▼

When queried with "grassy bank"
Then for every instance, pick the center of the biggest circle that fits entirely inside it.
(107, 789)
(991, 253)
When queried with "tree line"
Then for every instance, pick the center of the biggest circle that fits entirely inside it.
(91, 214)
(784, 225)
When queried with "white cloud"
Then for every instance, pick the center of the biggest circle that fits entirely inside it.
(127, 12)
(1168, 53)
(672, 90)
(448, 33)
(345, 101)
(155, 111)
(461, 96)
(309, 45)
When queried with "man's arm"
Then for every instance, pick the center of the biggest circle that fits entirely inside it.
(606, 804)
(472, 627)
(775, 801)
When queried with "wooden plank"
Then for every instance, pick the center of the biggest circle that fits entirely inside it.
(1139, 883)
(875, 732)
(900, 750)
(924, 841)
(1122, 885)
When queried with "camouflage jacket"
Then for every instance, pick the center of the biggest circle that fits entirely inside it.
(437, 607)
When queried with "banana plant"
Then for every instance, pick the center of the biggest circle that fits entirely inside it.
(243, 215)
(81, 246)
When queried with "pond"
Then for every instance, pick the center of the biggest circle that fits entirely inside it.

▲

Instructions to follow => Count the lines of the material above that contain the string "queried". Reply with only the number.

Solution for this exercise => 8